▶ _Task to carry out_: The response should hold each line from the entries below where "mountain" is found.

▶ _Point localization data_:
########

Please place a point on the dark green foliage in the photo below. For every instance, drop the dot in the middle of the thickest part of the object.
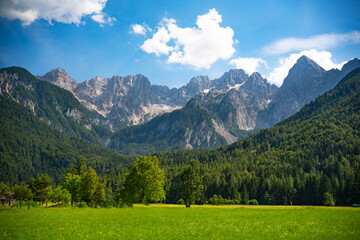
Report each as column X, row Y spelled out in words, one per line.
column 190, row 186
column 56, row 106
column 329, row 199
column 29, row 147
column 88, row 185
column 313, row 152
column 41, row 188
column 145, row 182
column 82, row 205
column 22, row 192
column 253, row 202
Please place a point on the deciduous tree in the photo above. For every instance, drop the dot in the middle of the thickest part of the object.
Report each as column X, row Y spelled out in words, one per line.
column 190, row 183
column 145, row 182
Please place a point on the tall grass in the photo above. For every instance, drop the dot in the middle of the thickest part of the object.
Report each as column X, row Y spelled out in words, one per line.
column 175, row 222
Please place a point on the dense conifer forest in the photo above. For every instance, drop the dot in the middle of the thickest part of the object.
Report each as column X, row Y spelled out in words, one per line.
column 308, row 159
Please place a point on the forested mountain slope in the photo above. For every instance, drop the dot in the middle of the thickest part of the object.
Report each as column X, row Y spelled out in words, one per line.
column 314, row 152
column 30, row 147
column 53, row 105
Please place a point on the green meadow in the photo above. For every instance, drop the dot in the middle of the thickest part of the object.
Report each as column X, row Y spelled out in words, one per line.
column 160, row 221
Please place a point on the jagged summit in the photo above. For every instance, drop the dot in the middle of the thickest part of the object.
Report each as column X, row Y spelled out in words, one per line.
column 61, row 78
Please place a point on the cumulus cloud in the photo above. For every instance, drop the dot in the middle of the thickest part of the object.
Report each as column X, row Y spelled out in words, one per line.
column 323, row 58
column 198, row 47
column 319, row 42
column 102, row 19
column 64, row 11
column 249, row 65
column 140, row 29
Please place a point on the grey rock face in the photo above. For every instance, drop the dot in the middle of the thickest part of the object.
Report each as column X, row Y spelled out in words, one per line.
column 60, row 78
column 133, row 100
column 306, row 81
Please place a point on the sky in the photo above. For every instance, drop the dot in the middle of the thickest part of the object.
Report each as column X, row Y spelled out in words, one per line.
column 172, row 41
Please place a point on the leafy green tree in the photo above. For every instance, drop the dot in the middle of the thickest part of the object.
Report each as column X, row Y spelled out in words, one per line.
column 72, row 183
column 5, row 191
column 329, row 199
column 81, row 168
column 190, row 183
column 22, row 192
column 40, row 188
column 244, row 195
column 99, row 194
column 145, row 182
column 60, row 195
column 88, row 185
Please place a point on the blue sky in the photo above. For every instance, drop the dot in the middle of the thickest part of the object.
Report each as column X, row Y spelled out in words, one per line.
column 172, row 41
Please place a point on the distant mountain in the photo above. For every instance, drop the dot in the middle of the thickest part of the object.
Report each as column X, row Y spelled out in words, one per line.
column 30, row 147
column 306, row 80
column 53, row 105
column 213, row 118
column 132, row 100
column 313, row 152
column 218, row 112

########

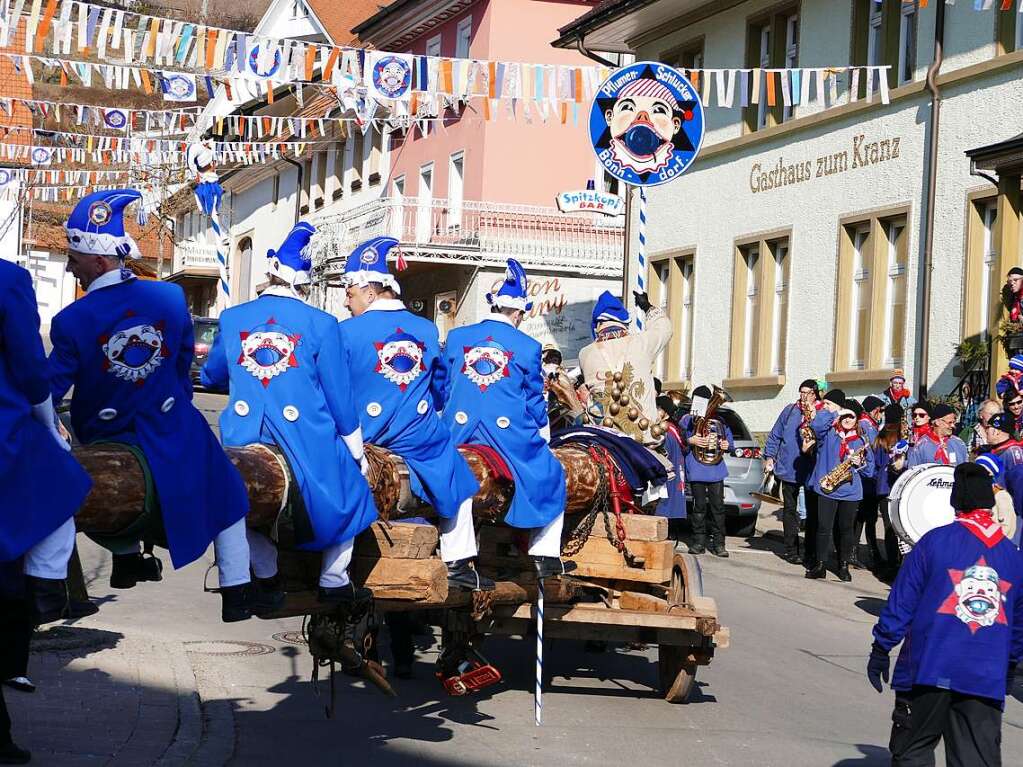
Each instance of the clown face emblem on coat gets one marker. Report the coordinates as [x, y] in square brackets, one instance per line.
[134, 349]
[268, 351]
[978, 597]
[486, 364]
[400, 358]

########

▶ _Answer to the exercise_:
Please place a point on the forested mountain slope in the photo above. For every instance, drop the dot in the middle of the thickest part of the object.
Please place a point on the distant mountain in the photo above. For every instance, drop the dot in the middle of the thickest part of the object.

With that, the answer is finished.